__Task__
The following data is to be repeated exactly, its pictures excluded.

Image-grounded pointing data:
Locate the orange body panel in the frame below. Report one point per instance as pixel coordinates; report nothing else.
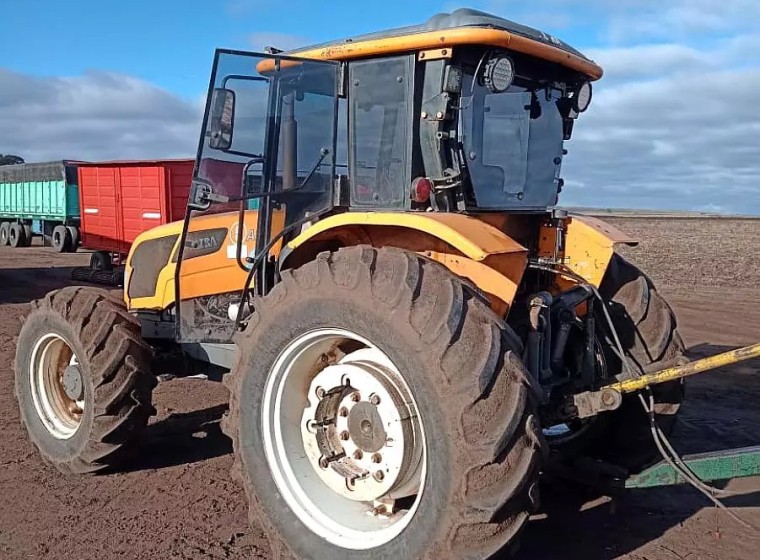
(440, 39)
(219, 272)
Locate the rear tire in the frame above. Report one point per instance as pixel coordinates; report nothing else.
(462, 366)
(28, 236)
(74, 235)
(5, 230)
(648, 332)
(61, 239)
(16, 236)
(101, 260)
(88, 329)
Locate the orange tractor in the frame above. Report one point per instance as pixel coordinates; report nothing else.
(372, 261)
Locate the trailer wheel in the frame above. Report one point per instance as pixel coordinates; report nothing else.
(5, 230)
(16, 235)
(28, 235)
(101, 260)
(83, 379)
(61, 239)
(74, 235)
(379, 409)
(648, 332)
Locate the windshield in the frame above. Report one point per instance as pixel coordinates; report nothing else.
(281, 140)
(513, 144)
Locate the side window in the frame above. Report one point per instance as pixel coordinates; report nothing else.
(379, 119)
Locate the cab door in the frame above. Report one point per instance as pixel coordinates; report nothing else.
(264, 166)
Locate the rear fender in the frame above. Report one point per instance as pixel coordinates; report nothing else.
(469, 247)
(587, 249)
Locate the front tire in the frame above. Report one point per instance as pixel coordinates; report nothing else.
(5, 230)
(16, 237)
(460, 364)
(83, 380)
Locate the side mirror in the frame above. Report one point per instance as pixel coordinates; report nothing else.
(221, 119)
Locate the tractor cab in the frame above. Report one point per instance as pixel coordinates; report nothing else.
(467, 113)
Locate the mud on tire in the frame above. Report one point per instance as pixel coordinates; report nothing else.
(648, 332)
(484, 442)
(115, 365)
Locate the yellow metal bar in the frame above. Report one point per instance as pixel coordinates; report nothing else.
(670, 374)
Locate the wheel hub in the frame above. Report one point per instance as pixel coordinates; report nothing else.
(358, 431)
(72, 383)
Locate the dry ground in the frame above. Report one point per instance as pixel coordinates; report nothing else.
(178, 501)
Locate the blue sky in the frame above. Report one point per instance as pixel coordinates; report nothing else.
(674, 123)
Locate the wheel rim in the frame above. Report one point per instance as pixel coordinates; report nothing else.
(57, 386)
(348, 454)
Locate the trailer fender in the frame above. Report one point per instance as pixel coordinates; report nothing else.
(466, 245)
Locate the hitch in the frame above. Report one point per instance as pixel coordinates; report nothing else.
(609, 397)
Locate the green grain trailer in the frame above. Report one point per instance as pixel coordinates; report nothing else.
(40, 199)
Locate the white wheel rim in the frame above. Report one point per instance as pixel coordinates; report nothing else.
(60, 414)
(311, 491)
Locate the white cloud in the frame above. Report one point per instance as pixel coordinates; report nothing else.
(98, 115)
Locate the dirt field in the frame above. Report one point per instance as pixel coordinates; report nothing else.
(178, 501)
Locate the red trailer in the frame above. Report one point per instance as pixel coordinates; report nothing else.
(121, 199)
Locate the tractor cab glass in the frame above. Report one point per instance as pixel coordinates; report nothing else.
(264, 166)
(512, 130)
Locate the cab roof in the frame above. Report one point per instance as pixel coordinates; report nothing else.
(461, 27)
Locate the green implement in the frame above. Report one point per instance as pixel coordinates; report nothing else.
(719, 465)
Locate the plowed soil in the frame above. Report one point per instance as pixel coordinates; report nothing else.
(178, 501)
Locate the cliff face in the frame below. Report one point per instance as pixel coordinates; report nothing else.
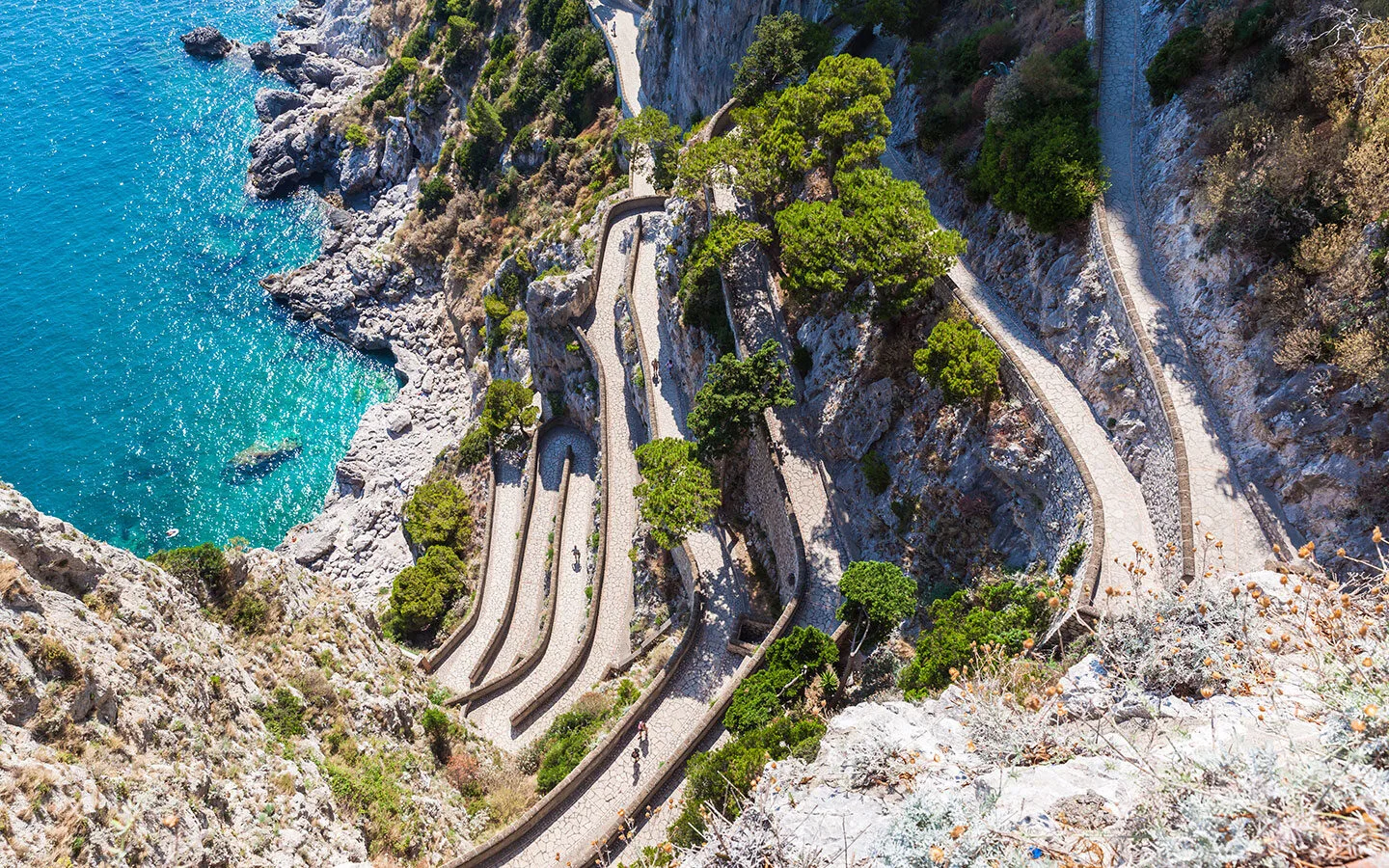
(688, 49)
(144, 721)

__Solution below__
Locate the orange body panel in the frame below. Report one point per instance as pixel coordinates; report nothing else.
(440, 39)
(219, 272)
Locate the rear tire in the frame above. Report one point per instance as pixel coordinates; report nothing else.
(462, 366)
(28, 236)
(74, 235)
(5, 230)
(648, 332)
(61, 239)
(16, 236)
(101, 260)
(88, 329)
Locate the orange tractor in the frame above. Report one point per instance as pixel coordinates; report nothing else.
(372, 261)
Locate the trailer wheel in the frame above. Report one point per instance as pixel coordinates; report nothing else.
(5, 230)
(16, 235)
(28, 235)
(101, 260)
(83, 379)
(61, 239)
(74, 235)
(379, 409)
(648, 332)
Locate the windshield in the frame above. Report one point per instance as pixel coordinates; report nothing else.
(281, 140)
(513, 144)
Locate the side window in the frame above. Report one point per instance as pixel coordinates; report nothing else.
(379, 119)
Locate the cab door in the frame above. Report one point per instance as pixel coordinates; report nothing else.
(264, 166)
Locate the rear fender in the frame above. Report one point per instance as pixel coordinates; report nothing else.
(469, 247)
(587, 249)
Locate the front tire in the frame above. Report one point per instance as pixel coordinates; report nothing else.
(5, 230)
(16, 237)
(460, 364)
(83, 380)
Locate the side mirror in the frame above. Report one point per instance as pixel coordinates; report nothing else.
(221, 119)
Locate the tractor cab in the frame above. Report one point per instance as pixel coordinates; report nothing else.
(467, 113)
Locate the mud on tire in the frame above. Report one point per instance as pixel coordinates; report nothing else.
(648, 332)
(484, 442)
(115, 365)
Locate the yellow metal bar in the frame above. Report one point per instance as pixel coordinates; report nothing else.
(670, 374)
Locate the wheel hub in the frame above. Report one point per instance as pixel coordinates; report nothing else.
(358, 431)
(72, 383)
Locate the dry ground in the frame above. Report one point per instance as pixel coordinates; report nothing else.
(178, 501)
Locate the blue sky in the frame above. Report one point per instance as pixel coordinates; report nothing else.
(674, 123)
Locate the wheel rim in the frame above. Report one point per instance as pixel coordinates; report nothing else.
(57, 386)
(348, 454)
Locate the trailer fender in the frame above. Report one point per instance as pixel coordinates; report nothing else.
(466, 245)
Locate the hitch in the frame above. Report one point per instance as pixel coordinates; report nothing else.
(609, 397)
Locate the green grain trailer in the frame above. Report one point per instance as pixel coordinates; report nothing else.
(40, 199)
Locate the white wheel rim in the frame above. Report one point per instance as pixel coordinates; report nothing else.
(60, 414)
(311, 491)
Locate the white cloud in the frame above. Report one point per instance as pixel coordinates; report nothing else.
(98, 115)
Locate the dirt field in the frame above. Report one point per instance as pixel coordinates; report nothing else.
(178, 501)
Locate the red trailer in the frame above. Report one point per instance as pixel coordinates; report nothing else.
(121, 199)
Locate the tractor cab glass in the frame above. Report one point per instance as pixel coordinates; report nothing else.
(264, 166)
(512, 130)
Locate the cab roof in the frame above. Report one point per instance as pixel coordinates; report nothing else.
(461, 27)
Locate the green implement in the frame above. Report one point per instance as pixel coordinates; report nothing else.
(719, 465)
Locate the plowed soil in the frame above. Report one point per instance as pixel coordinates; report nothing else.
(178, 501)
Locate the cliff face in the frame below. Report one point per instance as pixel coordinates; report nothing else.
(688, 49)
(144, 721)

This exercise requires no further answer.